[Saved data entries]
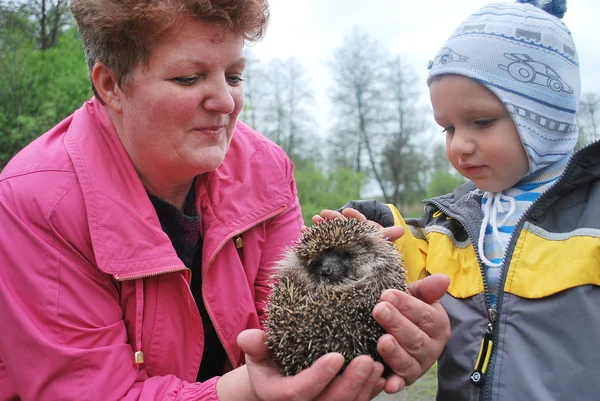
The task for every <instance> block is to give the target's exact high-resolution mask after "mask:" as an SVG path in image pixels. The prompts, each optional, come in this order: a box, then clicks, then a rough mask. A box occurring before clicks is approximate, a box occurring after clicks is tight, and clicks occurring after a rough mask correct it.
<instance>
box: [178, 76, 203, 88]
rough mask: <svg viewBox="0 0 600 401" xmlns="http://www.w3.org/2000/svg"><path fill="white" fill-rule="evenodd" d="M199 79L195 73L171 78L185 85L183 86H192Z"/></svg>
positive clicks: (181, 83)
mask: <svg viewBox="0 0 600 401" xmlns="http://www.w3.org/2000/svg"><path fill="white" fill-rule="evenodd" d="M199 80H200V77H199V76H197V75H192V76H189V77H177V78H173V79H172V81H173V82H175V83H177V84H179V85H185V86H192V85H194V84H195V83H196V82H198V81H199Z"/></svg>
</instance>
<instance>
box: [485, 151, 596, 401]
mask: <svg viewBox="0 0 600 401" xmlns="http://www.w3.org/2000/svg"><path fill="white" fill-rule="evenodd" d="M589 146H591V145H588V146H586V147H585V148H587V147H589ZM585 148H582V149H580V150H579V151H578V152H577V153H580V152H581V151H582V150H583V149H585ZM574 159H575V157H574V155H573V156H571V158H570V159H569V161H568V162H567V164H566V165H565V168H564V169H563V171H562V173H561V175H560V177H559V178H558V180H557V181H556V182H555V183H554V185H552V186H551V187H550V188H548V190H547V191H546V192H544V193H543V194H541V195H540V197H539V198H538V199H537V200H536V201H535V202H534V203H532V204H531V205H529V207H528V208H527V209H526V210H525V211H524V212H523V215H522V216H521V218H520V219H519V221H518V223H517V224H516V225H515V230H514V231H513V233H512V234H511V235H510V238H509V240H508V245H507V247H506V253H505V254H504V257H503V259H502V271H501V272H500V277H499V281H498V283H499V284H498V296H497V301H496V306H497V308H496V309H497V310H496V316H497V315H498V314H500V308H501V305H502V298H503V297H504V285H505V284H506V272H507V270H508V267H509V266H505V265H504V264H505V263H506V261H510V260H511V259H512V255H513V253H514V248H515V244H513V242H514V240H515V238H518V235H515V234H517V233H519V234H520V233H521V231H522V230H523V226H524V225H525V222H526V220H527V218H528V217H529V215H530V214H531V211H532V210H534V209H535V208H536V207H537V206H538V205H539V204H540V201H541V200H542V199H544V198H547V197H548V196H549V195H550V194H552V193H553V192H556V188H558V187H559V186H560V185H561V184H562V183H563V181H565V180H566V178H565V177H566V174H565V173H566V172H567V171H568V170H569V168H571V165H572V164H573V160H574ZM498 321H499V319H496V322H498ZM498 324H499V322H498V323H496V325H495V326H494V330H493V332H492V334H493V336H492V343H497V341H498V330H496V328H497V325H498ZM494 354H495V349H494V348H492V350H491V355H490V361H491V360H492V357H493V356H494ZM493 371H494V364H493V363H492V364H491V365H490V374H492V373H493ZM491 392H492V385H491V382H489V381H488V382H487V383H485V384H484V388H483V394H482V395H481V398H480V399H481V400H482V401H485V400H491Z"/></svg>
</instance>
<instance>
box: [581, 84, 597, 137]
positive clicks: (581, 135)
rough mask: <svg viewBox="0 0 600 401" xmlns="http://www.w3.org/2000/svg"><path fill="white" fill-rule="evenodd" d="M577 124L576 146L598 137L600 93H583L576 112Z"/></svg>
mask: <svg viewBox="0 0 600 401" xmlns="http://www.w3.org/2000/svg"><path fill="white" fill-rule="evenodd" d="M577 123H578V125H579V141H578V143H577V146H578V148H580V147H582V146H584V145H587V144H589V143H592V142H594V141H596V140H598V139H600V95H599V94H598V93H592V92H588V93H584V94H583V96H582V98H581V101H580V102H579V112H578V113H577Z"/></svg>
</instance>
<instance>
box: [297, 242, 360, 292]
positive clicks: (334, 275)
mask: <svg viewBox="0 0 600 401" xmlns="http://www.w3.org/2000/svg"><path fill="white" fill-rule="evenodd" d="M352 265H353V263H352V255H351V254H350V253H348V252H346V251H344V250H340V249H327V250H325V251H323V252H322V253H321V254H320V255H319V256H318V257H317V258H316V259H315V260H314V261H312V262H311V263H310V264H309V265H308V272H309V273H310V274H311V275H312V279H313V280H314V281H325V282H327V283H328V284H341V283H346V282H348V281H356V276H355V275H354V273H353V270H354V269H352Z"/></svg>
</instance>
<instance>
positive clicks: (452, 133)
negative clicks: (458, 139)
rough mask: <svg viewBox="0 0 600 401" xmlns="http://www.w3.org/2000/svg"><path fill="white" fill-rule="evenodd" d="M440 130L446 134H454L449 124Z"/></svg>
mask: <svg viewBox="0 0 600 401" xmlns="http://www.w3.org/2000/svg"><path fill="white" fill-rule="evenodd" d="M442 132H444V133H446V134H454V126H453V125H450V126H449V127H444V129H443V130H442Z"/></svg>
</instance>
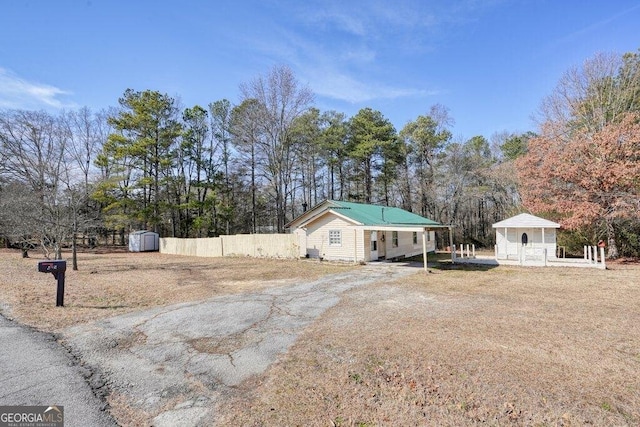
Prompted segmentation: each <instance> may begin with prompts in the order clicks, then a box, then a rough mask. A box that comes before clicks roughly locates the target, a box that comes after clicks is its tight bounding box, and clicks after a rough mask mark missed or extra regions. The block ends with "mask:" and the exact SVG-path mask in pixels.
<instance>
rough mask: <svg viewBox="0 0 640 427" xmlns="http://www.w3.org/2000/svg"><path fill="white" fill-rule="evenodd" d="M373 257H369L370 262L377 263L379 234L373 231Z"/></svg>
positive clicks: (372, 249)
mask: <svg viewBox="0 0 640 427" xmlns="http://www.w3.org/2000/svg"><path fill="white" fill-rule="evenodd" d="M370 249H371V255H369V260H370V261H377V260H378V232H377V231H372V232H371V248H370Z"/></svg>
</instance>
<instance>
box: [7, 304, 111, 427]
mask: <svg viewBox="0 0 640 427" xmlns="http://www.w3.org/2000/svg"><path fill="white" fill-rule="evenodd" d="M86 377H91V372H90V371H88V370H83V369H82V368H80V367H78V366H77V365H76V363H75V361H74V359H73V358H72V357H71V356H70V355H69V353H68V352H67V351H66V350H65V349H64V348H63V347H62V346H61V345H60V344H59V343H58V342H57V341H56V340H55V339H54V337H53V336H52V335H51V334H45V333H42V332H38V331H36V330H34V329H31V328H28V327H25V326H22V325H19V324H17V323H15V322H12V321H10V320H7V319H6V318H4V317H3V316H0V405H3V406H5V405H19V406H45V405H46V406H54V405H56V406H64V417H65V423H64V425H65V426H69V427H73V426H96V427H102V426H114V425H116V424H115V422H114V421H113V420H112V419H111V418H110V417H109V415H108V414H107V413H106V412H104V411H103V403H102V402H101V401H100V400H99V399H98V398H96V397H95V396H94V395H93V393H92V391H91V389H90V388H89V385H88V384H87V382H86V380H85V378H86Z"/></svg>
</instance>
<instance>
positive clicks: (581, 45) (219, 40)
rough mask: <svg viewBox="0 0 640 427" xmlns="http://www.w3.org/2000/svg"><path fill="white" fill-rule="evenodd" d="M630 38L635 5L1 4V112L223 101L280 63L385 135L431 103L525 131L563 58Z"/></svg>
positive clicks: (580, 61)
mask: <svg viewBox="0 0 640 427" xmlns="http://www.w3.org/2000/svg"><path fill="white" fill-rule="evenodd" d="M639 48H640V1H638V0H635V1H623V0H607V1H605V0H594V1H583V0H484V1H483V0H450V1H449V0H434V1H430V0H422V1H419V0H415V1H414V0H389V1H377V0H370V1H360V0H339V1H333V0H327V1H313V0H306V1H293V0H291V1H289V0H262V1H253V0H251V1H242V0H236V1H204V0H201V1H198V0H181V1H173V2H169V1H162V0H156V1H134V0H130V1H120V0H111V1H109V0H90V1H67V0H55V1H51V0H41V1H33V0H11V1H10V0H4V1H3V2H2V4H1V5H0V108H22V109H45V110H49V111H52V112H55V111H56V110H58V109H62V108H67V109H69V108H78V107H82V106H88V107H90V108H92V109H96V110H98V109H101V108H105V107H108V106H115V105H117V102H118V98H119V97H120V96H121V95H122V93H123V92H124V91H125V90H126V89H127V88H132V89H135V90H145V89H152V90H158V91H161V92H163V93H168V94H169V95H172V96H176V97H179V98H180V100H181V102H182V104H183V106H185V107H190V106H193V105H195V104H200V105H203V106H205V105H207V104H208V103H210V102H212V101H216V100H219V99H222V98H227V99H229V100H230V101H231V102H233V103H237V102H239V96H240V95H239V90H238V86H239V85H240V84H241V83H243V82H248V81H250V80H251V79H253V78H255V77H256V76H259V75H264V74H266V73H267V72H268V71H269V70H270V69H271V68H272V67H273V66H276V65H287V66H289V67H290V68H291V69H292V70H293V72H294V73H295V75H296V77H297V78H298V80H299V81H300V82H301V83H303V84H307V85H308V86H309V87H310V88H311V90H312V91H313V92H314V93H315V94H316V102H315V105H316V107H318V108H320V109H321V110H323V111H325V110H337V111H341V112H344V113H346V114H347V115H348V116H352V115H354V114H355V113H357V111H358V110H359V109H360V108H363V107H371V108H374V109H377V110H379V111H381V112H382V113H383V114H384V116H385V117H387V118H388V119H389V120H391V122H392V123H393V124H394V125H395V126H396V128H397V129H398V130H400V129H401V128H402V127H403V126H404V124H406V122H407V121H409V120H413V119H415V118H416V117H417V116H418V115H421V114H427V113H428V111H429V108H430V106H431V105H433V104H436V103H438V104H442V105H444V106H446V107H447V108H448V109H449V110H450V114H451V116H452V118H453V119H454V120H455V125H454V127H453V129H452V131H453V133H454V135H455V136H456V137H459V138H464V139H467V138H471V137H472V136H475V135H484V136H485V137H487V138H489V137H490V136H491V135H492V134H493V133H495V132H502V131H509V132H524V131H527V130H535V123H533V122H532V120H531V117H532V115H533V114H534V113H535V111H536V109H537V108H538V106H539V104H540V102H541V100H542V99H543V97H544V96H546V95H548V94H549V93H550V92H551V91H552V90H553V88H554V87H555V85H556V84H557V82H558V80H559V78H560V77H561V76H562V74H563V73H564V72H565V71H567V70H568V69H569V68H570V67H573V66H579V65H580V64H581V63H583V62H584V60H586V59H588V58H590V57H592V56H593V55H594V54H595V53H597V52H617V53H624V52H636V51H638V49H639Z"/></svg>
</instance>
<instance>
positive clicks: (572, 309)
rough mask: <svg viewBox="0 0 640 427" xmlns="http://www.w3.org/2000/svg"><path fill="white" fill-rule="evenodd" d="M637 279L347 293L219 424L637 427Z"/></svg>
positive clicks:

...

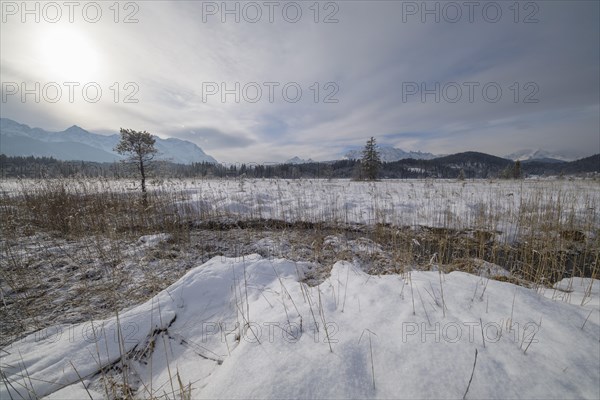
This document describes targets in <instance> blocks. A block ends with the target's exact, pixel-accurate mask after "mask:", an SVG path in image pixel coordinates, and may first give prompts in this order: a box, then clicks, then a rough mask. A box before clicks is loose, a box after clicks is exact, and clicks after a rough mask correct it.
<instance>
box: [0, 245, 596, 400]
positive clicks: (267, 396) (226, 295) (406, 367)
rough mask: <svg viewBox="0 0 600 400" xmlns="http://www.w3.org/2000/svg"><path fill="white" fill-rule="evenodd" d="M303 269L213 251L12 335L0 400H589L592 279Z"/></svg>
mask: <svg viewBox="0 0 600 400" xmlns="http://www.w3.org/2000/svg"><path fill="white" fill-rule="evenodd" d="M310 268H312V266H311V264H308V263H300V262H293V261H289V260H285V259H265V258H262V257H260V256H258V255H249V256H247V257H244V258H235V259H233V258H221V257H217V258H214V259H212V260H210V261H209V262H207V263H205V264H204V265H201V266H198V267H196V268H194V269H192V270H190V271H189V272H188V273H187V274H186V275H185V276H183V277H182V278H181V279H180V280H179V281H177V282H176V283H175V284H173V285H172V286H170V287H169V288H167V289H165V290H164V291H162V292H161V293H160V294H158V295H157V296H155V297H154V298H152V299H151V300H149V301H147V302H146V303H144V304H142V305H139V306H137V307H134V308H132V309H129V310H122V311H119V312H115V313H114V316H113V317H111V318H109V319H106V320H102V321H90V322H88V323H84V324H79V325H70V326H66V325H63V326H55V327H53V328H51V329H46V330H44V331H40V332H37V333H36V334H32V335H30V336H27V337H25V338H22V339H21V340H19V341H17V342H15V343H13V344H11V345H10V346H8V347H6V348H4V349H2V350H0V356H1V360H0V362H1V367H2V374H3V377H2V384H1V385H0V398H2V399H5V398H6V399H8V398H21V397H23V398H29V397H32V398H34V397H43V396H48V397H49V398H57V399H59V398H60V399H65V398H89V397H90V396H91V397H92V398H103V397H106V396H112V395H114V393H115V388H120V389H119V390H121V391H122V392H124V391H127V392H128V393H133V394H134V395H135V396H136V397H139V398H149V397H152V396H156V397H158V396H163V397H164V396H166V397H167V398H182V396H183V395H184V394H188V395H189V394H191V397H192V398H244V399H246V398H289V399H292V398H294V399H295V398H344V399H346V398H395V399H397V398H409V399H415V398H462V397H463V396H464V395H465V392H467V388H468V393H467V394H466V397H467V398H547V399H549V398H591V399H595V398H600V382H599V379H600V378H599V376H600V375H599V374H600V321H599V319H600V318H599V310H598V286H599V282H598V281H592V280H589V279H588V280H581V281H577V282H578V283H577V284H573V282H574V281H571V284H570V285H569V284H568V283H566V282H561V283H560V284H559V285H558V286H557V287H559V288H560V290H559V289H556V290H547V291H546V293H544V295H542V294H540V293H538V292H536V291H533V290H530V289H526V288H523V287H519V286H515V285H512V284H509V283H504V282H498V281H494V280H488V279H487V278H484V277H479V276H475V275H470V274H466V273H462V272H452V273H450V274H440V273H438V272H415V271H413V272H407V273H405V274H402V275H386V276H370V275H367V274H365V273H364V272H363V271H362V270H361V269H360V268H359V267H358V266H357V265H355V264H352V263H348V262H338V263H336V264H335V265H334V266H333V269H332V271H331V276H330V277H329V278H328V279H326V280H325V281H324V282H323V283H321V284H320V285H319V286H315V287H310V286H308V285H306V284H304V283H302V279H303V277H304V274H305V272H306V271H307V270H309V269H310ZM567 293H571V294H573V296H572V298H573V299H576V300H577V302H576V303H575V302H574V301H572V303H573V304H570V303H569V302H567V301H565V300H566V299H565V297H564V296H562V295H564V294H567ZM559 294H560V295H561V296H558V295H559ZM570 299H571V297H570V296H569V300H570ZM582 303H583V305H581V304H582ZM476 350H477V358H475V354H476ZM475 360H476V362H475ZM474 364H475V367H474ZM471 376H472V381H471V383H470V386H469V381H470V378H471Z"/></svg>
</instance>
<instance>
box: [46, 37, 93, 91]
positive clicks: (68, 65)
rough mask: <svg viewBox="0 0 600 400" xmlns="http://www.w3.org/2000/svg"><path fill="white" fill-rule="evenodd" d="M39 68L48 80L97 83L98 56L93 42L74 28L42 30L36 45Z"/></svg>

Task description
Copy the lines of the entries above word for word, starting at the line that contains "The task for" and ending at the line that contains "positive clicks: (181, 83)", with both of those lines included.

Response
The task for every <instance> block is to give the target's exact high-resolution mask after "mask:" as an SVG path in image pixels. The prompts, each optional, come in this order: a box, then clicks, then a rough mask. A box occurring before clicks is approximate, a box occurring after clicks is tight, and clicks occurring after a rough mask correct it.
<instance>
box: [178, 76, 203, 88]
rough mask: <svg viewBox="0 0 600 401" xmlns="http://www.w3.org/2000/svg"><path fill="white" fill-rule="evenodd" d="M199 79L195 73L171 78L185 85L183 86H192Z"/></svg>
positive clicks: (181, 83)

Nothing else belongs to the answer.